======== DATA TO USE ========
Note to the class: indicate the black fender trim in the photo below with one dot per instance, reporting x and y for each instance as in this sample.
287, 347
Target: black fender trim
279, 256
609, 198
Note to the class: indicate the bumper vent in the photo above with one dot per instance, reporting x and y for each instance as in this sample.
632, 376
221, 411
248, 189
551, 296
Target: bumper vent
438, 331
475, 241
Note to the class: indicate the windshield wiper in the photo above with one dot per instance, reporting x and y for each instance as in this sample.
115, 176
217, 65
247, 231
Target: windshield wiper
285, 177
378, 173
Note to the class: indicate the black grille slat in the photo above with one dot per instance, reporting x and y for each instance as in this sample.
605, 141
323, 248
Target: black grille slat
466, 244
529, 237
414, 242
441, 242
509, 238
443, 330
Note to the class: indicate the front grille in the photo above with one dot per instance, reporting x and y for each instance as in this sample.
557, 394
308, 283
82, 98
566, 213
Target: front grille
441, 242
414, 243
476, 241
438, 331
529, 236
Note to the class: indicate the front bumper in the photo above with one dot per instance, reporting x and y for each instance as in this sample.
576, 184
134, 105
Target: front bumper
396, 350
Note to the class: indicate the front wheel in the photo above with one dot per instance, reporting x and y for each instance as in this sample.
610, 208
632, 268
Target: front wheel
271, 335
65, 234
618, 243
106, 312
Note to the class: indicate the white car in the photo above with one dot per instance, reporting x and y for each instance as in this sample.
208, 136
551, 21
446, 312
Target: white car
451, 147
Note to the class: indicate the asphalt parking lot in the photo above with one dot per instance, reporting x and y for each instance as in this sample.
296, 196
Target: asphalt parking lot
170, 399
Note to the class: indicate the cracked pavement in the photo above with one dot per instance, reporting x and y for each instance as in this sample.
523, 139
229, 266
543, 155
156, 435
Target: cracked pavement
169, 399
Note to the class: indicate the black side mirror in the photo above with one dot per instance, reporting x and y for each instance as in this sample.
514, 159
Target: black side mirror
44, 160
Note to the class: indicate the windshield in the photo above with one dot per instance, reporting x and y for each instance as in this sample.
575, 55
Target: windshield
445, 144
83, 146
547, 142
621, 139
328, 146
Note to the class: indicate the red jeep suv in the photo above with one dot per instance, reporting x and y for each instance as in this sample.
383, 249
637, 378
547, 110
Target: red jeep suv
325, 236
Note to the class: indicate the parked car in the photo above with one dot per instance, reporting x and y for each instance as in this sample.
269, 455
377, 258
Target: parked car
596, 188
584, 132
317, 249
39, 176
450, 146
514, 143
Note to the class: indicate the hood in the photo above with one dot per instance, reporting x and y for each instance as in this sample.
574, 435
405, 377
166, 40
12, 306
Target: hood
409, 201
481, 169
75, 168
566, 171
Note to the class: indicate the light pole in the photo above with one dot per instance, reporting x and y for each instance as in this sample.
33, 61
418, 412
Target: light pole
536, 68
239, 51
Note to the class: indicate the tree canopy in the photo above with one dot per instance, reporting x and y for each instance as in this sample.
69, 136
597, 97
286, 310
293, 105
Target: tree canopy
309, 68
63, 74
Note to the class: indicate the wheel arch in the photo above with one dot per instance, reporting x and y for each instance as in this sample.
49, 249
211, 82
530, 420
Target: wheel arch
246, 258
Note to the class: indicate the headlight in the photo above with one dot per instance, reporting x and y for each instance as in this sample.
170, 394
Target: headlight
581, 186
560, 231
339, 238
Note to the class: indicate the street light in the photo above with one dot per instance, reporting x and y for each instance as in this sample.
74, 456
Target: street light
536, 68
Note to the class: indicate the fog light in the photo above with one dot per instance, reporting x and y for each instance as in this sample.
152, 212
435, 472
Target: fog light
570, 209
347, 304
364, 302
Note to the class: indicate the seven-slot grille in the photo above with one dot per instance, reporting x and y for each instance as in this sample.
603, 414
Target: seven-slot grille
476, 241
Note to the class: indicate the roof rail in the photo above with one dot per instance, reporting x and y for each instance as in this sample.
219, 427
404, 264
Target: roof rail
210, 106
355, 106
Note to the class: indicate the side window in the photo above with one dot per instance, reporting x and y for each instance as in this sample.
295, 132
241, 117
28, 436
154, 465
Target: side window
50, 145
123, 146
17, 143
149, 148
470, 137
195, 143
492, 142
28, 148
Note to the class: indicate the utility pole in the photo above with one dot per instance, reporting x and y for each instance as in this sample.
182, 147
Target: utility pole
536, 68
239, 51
========
### AIM
Substitute "Note to the group" for "Note to the class" everywhere it occurs in the rows above, and give all the rows again with nothing else altered.

### IN RESPONSE
Note to the group: indicate the black fender trim in the photo below with one dot per instance, reporting x and y for each instance as in this sample.
287, 347
Target: black fender trim
279, 256
609, 198
Note to the group: indicate the bumper vent in the photo above with one dot per instance, reporting x and y for each instance as in this sample.
632, 376
221, 411
248, 189
551, 296
Target: bumper vent
438, 331
475, 241
Note to the group: indicate the windshield wiper in the photo above with one dot per instance, reporting x and y for each instance as in this sample.
115, 176
217, 65
247, 231
Target: windshield wiper
285, 177
378, 173
Note to the group: indicate the black grille slat in the photo above with one dot per instance, reporting x and y for each instance as in this sample.
605, 141
323, 248
Target: black grille slat
466, 244
529, 237
414, 242
441, 242
509, 238
443, 330
Note to the group: indicate the front grille in the photo above with one dot per instance, reporting x and y for each instance as in this sample.
557, 394
308, 283
82, 98
566, 213
Target: front grille
441, 242
414, 243
476, 241
438, 331
529, 236
Note to the group: indicate the front bumper in the photo above with one dot per instance, reporting x and y for each instance as in this sample.
576, 184
134, 105
Target: front bumper
396, 350
Note to the group: indicate the front wheel in the photo above with one dot per instance, reporting x and y for each instance as in this sample.
610, 208
632, 268
Target: front wheel
271, 335
65, 234
618, 243
106, 312
Note to the group: indicate the white car in the photo above with one dot per instance, reporting x and y for each instance as in this sample.
208, 136
551, 21
446, 312
Target: white car
451, 147
Note to the group: indicate the asphalt parking lot in the photo above with one dot per instance, reporting x and y for each instance as in this sample.
296, 196
Target: asphalt parking lot
170, 399
Note to the group: indicate the cracked pavement in the photo above with one dot per instance, reporting x and y for each instance as in this sample.
523, 139
229, 266
543, 155
156, 435
Target: cracked pavement
169, 399
Note to the group: indicate the black side mirror in the photo above with one dot per instance, reporting x and y for each instance as in this sample.
514, 159
Target: black side mirror
44, 160
Note to the group: indicate the windshield in the photo above with one dot per instance, reporting x and y for each instance as in this sample.
575, 55
Target: windshield
445, 144
83, 146
547, 142
621, 139
328, 146
Note to the group: indicate the red jeep suv in the photo above with one dot per instance, reporting x and y for each instance as in this sample.
383, 249
637, 378
547, 110
Target: red jeep suv
325, 236
Note to the group: indicate the parked car in the photo above with one dot per instance, reporting x and y for each instance as in this sample.
269, 455
377, 258
Target: parked car
596, 188
584, 132
317, 249
39, 176
450, 146
514, 143
Note to the group: indicate the hood in the photo above with one dot per instance, reporting x and y for each instance as in this sample.
574, 435
405, 377
166, 40
12, 306
Target: hood
409, 201
481, 169
75, 168
566, 171
Note to the group: indicate the light pole in the photo above with one dot per instance, reporting x and y for each instance as in this sample.
33, 61
418, 412
Target: light pole
536, 68
239, 51
Note to the group: indicate the tree canopy in the photo above with one dot per instance, reporting x and y for each instance as in this sample.
69, 136
597, 97
286, 310
293, 105
Target: tree canopy
309, 68
63, 74
Note to the group: indicate the wheel arch in the photo above with one dot per instance, reporting x and y for each instance as in this sample.
49, 249
211, 82
530, 420
Target: wheel arch
246, 258
Note to the group: indicate the headlight in the photo above with one dot per instance, reporting x and y for each instance as in this sample.
170, 394
Target: headlight
581, 186
560, 231
339, 238
Note to the group: indicate the street light in the photo above with one dot per instance, reporting x and y for each instance as in this sample.
74, 456
Target: street light
536, 68
Note to the group: indicate the fog light in the photo above with one dot per instance, reporting x and y for each instance as in this sample.
152, 212
435, 472
Target: fog light
570, 209
347, 304
364, 302
Note to the group: indicate the seven-slot grille in the photo above with one dot per instance, reporting x and y for each instance as in this sample.
603, 414
Target: seven-slot grille
476, 241
Note to the group: indicate the roof rail in the photo above with one dot per instance, reporting x and y for each instance as in this sample.
219, 427
404, 264
Target: roof rail
210, 106
355, 106
Note to the group: indicate the side window in the photo above with one dot per instance, reporting x and y for each instance as in this sample.
295, 132
241, 117
28, 436
154, 465
Target: side window
50, 145
123, 146
17, 143
149, 148
470, 137
195, 143
492, 142
28, 148
Note to the group: indicate the utility pole in the photo above with one dot per instance, reporting x and y for each instance as in this sample.
182, 147
Target: utility pole
536, 68
239, 51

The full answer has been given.